BEGIN Records for this exercise
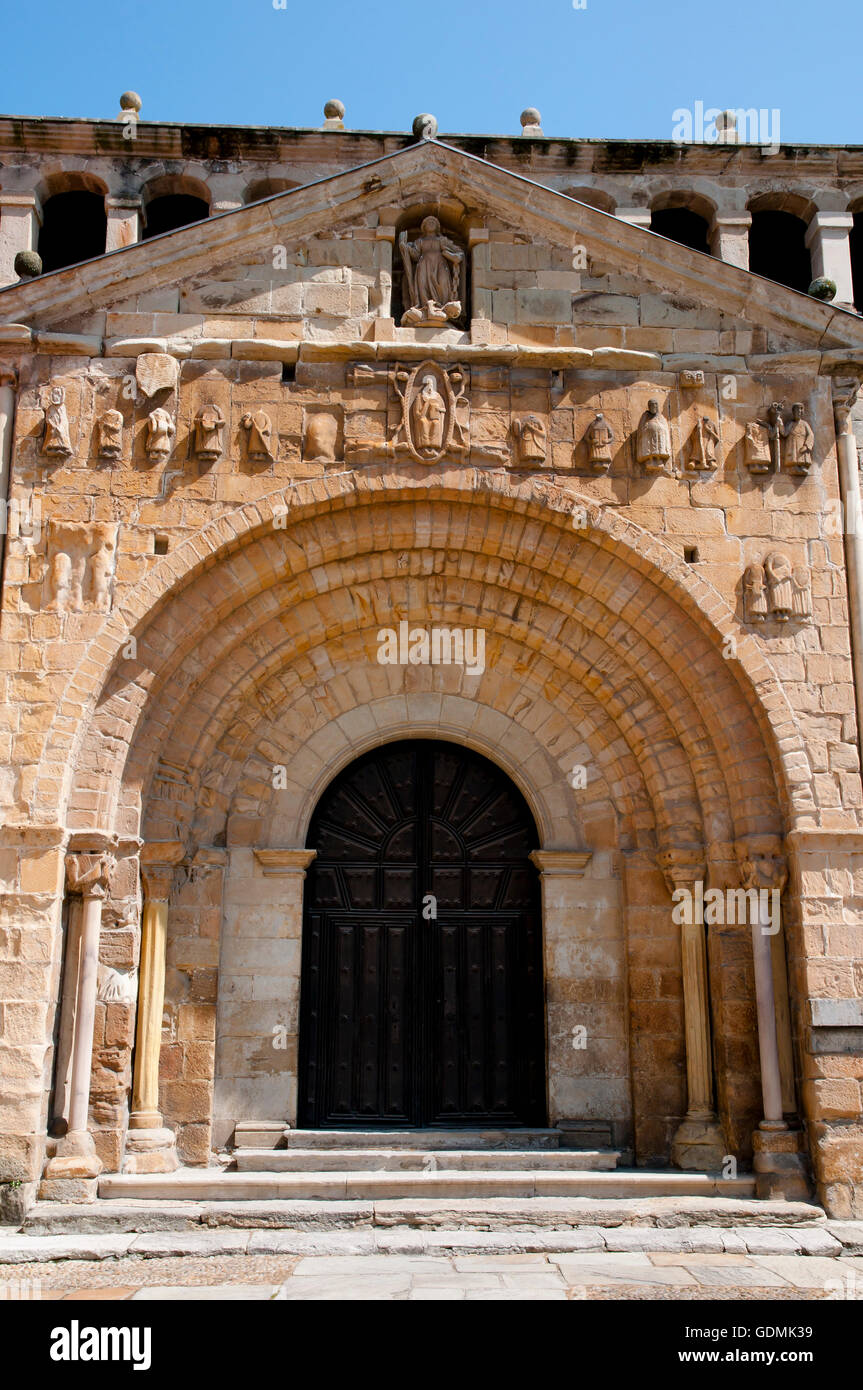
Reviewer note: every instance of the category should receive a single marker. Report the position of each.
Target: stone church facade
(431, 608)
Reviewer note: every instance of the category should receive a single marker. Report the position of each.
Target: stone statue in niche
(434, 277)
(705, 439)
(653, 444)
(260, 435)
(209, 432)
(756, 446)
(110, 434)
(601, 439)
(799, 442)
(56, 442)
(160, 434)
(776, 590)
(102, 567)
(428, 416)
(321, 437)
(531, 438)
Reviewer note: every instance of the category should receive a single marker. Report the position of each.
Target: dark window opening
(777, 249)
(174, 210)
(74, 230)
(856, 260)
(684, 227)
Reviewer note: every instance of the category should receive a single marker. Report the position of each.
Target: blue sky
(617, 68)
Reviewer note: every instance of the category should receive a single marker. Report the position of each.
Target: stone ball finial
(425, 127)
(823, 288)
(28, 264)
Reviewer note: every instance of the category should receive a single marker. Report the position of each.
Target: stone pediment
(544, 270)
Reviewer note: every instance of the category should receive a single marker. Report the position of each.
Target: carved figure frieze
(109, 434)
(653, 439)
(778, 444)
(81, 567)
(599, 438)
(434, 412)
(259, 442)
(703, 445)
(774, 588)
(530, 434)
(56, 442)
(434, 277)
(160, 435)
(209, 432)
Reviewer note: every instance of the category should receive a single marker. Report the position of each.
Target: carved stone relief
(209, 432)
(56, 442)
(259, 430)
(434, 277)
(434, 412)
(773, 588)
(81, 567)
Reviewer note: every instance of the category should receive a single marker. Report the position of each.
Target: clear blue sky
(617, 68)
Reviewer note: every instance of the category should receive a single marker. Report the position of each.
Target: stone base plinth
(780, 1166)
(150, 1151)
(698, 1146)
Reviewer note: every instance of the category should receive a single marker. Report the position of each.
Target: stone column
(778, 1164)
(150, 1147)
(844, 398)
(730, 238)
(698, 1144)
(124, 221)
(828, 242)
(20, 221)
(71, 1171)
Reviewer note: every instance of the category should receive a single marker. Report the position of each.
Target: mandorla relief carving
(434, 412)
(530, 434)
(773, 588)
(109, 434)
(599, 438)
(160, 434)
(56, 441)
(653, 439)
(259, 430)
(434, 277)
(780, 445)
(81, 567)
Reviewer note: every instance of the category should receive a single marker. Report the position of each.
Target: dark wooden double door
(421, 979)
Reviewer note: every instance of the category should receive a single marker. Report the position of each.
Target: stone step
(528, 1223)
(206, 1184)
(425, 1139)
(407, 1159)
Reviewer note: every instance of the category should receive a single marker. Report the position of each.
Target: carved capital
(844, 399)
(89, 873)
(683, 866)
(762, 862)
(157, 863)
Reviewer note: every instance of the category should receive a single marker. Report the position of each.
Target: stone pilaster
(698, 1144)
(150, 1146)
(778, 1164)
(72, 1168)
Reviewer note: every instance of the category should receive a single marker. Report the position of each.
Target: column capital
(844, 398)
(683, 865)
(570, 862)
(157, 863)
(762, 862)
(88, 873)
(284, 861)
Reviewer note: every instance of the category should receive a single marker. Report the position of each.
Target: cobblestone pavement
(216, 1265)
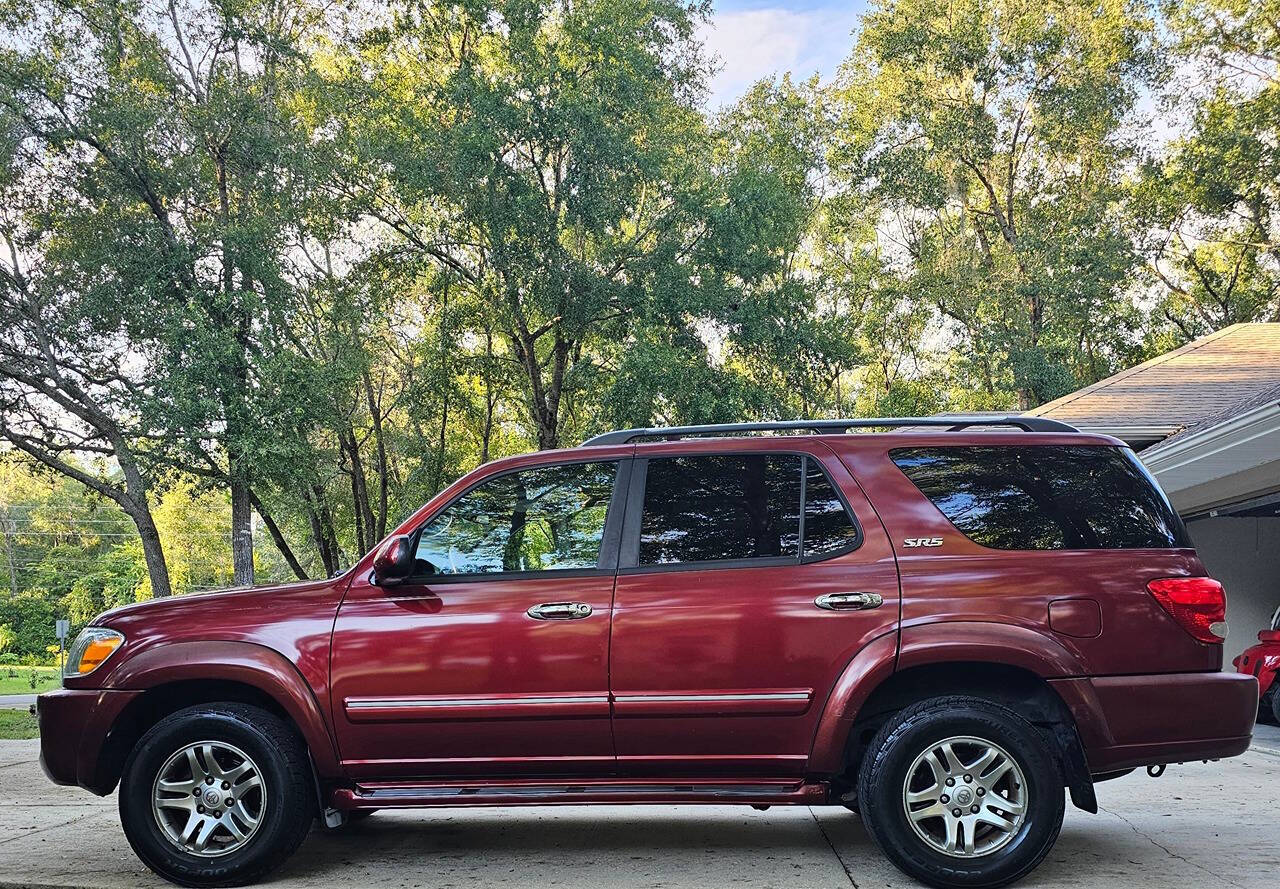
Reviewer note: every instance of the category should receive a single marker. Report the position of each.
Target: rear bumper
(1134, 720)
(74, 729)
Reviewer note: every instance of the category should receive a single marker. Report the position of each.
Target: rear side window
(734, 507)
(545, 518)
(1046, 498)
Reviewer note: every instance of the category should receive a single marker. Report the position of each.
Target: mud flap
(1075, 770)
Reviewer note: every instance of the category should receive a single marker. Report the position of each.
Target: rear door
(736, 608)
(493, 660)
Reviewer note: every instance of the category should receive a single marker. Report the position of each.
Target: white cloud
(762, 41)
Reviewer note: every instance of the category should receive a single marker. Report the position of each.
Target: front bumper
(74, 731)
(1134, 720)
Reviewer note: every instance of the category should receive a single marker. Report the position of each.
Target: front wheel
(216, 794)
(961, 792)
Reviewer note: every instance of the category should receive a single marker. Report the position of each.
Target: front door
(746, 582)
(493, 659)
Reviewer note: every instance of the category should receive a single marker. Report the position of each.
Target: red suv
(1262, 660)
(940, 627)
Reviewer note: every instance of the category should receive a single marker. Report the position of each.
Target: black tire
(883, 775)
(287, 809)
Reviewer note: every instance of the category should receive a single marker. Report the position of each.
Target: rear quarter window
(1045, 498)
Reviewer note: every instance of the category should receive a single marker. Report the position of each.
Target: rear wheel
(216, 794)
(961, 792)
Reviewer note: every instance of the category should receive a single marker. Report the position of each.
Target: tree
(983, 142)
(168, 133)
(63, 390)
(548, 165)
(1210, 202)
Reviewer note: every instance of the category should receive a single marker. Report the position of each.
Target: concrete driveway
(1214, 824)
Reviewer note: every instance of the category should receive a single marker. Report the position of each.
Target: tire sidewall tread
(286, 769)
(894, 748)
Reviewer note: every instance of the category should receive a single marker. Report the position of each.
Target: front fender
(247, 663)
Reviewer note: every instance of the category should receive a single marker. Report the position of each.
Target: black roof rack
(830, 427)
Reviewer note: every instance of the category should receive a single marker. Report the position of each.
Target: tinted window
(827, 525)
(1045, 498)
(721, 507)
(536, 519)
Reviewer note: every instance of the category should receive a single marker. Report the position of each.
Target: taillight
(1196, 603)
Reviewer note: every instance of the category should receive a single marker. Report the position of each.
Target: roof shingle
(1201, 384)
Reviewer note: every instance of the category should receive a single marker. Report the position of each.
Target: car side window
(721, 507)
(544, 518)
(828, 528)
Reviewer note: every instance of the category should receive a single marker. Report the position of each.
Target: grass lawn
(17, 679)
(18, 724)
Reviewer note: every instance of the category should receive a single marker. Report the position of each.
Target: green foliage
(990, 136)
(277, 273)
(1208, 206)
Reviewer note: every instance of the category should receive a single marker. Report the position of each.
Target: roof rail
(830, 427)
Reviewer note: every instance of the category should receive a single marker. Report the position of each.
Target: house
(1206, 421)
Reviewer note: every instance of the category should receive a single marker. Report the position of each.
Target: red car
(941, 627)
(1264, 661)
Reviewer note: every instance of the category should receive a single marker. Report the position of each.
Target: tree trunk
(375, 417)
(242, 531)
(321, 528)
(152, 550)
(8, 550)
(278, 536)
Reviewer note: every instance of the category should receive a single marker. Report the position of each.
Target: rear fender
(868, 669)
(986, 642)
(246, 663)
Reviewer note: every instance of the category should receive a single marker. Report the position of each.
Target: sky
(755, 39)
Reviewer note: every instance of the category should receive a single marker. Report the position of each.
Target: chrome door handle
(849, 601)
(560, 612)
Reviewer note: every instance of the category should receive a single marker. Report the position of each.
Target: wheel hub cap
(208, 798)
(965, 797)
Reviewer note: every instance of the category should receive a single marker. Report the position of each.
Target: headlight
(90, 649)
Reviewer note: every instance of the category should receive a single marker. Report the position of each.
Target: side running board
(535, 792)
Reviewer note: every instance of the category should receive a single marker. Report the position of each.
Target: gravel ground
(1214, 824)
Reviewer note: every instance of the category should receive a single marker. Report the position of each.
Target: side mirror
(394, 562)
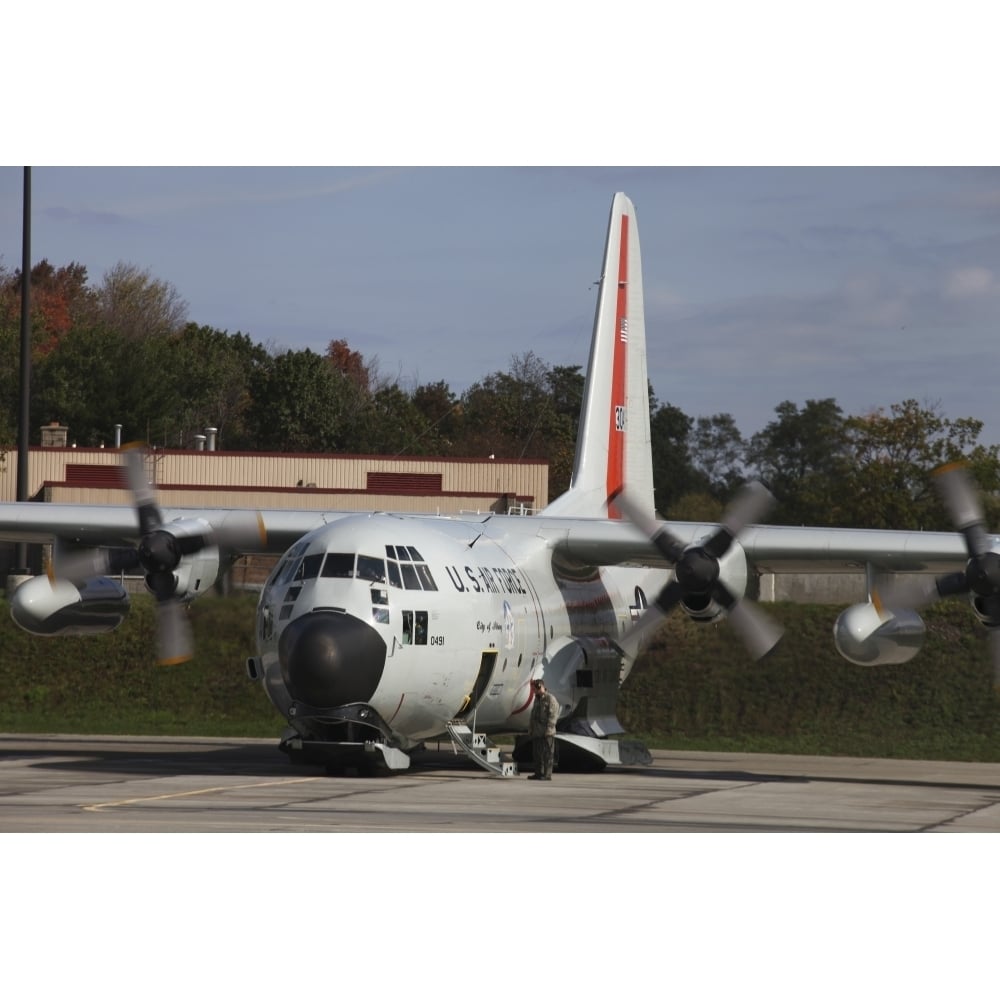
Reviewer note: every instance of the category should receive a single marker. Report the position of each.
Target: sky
END Records for this exercise
Task requirements: The records shown above are to be repeated exactly, with the pictures left out.

Task response:
Reviewer note: every instance of the category should receive a single marker. Report the position of each.
Target: stone church facade
(431, 608)
Reviewer note: every instance of the category should receive a single marker. Report the position of each.
Target: stone statue in niche
(434, 277)
(705, 439)
(653, 444)
(260, 435)
(209, 432)
(756, 446)
(110, 434)
(601, 439)
(799, 442)
(56, 442)
(160, 434)
(776, 590)
(102, 567)
(428, 416)
(321, 437)
(531, 438)
Reviewer note: every instance of the category should receive a single marker. Report the position of each.
Target: dark window opening
(777, 249)
(174, 210)
(74, 230)
(856, 260)
(684, 227)
Reviewer note: every instance of the category should receive a single marker. Report the position of each.
Target: blue sky
(617, 68)
Reviewer note: every instance of the category should receive a single marker. Report the position of each.
Target: stone ball finial
(425, 127)
(823, 288)
(28, 264)
Reviewer note: every instance of the category should receive a single marker. Report the position of each.
Target: stone pediment
(544, 270)
Reviewer note: every instance of the category should receive a single marker. Report the position of each.
Target: carved figure frieze
(109, 434)
(653, 439)
(778, 444)
(81, 567)
(599, 438)
(434, 412)
(259, 442)
(703, 445)
(774, 588)
(530, 434)
(56, 442)
(434, 277)
(160, 435)
(209, 432)
Reviewer note: every instance of the category should receive a single marker. Report the position of each.
Target: carved stone relief
(209, 432)
(56, 442)
(259, 430)
(434, 277)
(434, 412)
(773, 588)
(81, 567)
Reviewer note: every instance of the category should receive a single marker. Report the position of each.
Target: clear blue sky
(617, 68)
Reviewer note: every instance of the category should receive a single marker. Report the position of each.
Target: stone base plinth
(780, 1166)
(150, 1151)
(698, 1146)
Reviewer note: every instance of the category should receive a single marker. Report the position of each.
Target: stone column
(778, 1164)
(150, 1147)
(844, 398)
(730, 238)
(698, 1144)
(124, 221)
(828, 242)
(20, 221)
(71, 1171)
Reviewer note: every instance of the category should receive a single marker. Report the position of each.
Target: mandorla relief carving
(434, 412)
(530, 434)
(773, 588)
(109, 434)
(599, 438)
(160, 434)
(56, 441)
(653, 439)
(259, 430)
(434, 277)
(780, 445)
(81, 567)
Reviewer note: every instance of the category should receive a single marker. Report the position of each.
Target: dark wooden double door
(421, 979)
Reviewer note: every instance of the category should receive a single marker. Report the position of each.
Target: stone step
(528, 1223)
(206, 1184)
(425, 1139)
(407, 1159)
Reviewer note: every instance of the category should receive a single marker. Report the position of each.
Target: carved capital
(844, 399)
(89, 873)
(683, 866)
(762, 862)
(157, 863)
Reviewer note: every instance of the category should receive a single marker. Report the position of each.
Target: stone pilaster
(698, 1144)
(150, 1146)
(778, 1164)
(72, 1168)
Reviewer note: every instance of the category should receive a single marker. Report the position of each.
Target: column capital
(844, 398)
(683, 865)
(570, 862)
(157, 863)
(762, 862)
(88, 873)
(284, 861)
Reviewer note: every instance of the category should receive a single marker. Report the position of each.
Target: cobblestone pavement
(216, 1265)
Reviewer note: every instance of the category should receive a single marker. Report the position of each.
Target: rear bumper
(1134, 720)
(74, 729)
Reviewer note: every instance of the category should receive a single marker. Report the position of each.
Target: rear side window
(734, 507)
(545, 518)
(1046, 498)
Reviewer note: every instance of the category should receive a single marker. Report the position of each.
Target: mud flap
(1075, 770)
Reviewer note: every instance of the category should receive a single marker. Report the position of each.
Target: rear door
(736, 608)
(493, 660)
Reviewer note: every instance of the category should receive a single marker. Report the position of each.
Target: white cloud
(762, 41)
Reviewer note: every instance of the category should receive a single marker. Report the position of each.
Target: front bumper
(74, 731)
(1134, 720)
Reviewer note: every instance of the category should receive a single marker. Report the position of each.
Target: front wheel
(216, 794)
(961, 792)
Reviewer note: every instance of the category should receive a single marker. Report the position of each.
Target: front door
(746, 582)
(493, 659)
Reviewer note: every instance of the category should receive a single marker. Report the position of each.
Target: red suv
(1262, 660)
(940, 627)
Reviewer note: every instance of the category should receive a single marker. Report the position of each.
Target: black tire
(883, 775)
(287, 809)
Reviewer note: every instance of the category should receive a single marker. Report the position of each.
Target: rear quarter window
(1045, 498)
Reviewer note: every instance of the category should receive a single marker. Report the position of each.
Target: rear wheel
(216, 794)
(961, 792)
Reviewer note: every instance of the category should receive a single marker. Report the position of each.
Target: tree
(983, 142)
(168, 133)
(63, 390)
(548, 165)
(1210, 202)
Reviewer note: every instance of the category should receive a single marker. Report the position of each.
Target: concrete driveway
(1214, 824)
Reviewer note: every instance of the category should receive a single marker. Report the position of each.
Target: tire sidewall tread
(286, 769)
(894, 748)
Reviewer note: every instance of the category should receive a single marker. Report the position of each.
Target: front fender
(247, 663)
Reviewer note: every instance of the category should receive a single marker. Report the position of each.
Target: black roof rack
(830, 427)
Reviewer note: every instance of the category should receive a single marker. Report the position of each.
Target: tinted window
(827, 525)
(1045, 498)
(721, 507)
(536, 519)
Reviewer note: every instance of the category should receive a single marker. Report the position of each.
Target: taillight
(1196, 603)
Reviewer note: every instance of the category should receive a single marker. Report the position of each.
Target: roof shingle
(1201, 384)
Reviewer note: every instance of the category should receive a single marker. Report the position of each.
Target: car side window
(721, 507)
(544, 518)
(828, 528)
Reviewer note: every instance of the category should receive a single marker. Report the position of each.
Target: grass lawn
(17, 679)
(18, 724)
Reviewer note: every instance of the category should receive a single marker. Report the position of each.
Target: green foliage
(990, 136)
(277, 273)
(1208, 206)
Reviewer note: every instance of the category should receive a single marker. Report the position of each.
Target: roof rail
(830, 427)
Reviewer note: every instance of the category should receive a single marker. Report the position of each.
Target: house
(1206, 421)
Reviewer note: every instance of the category should receive a single marker. Report the position of each.
Target: red car
(941, 627)
(1264, 661)
Reviewer note: every instance of the category should receive a single marker. Report the position of each.
Target: tree trunk
(375, 417)
(242, 531)
(321, 528)
(152, 550)
(8, 550)
(278, 536)
Reviewer note: every instance of the category should receive a single marker. Report the position of each.
Target: rear fender
(868, 669)
(986, 642)
(246, 663)
Reviewer note: every instance of the category should receive a single marker. Report the position of each.
Target: sky
(755, 39)
Reviewer note: every instance of the category should receive a single marker. Report the position of each.
Target: chrome door handle
(849, 601)
(560, 612)
Reviewer note: every instance of the category should receive a single marker. Report the position of each.
Target: wheel hub cap
(208, 798)
(965, 797)
Reviewer note: every instance of the category should receive a single marker. Report the position of each.
Target: headlight
(90, 649)
Reviewer note: every instance of the category should receive a single marker. Report the position of each.
Target: side running board
(535, 792)
Reviewer note: every instance of the category should receive a single marker. Report the position of each.
Target: gravel ground
(1214, 824)
Reviewer note: every instance of the category should receive a single marker. Report the position of each.
Target: side mirror
(394, 562)
Reviewer note: every instance of the category should receive a single marker. Report the position of each.
Target: sky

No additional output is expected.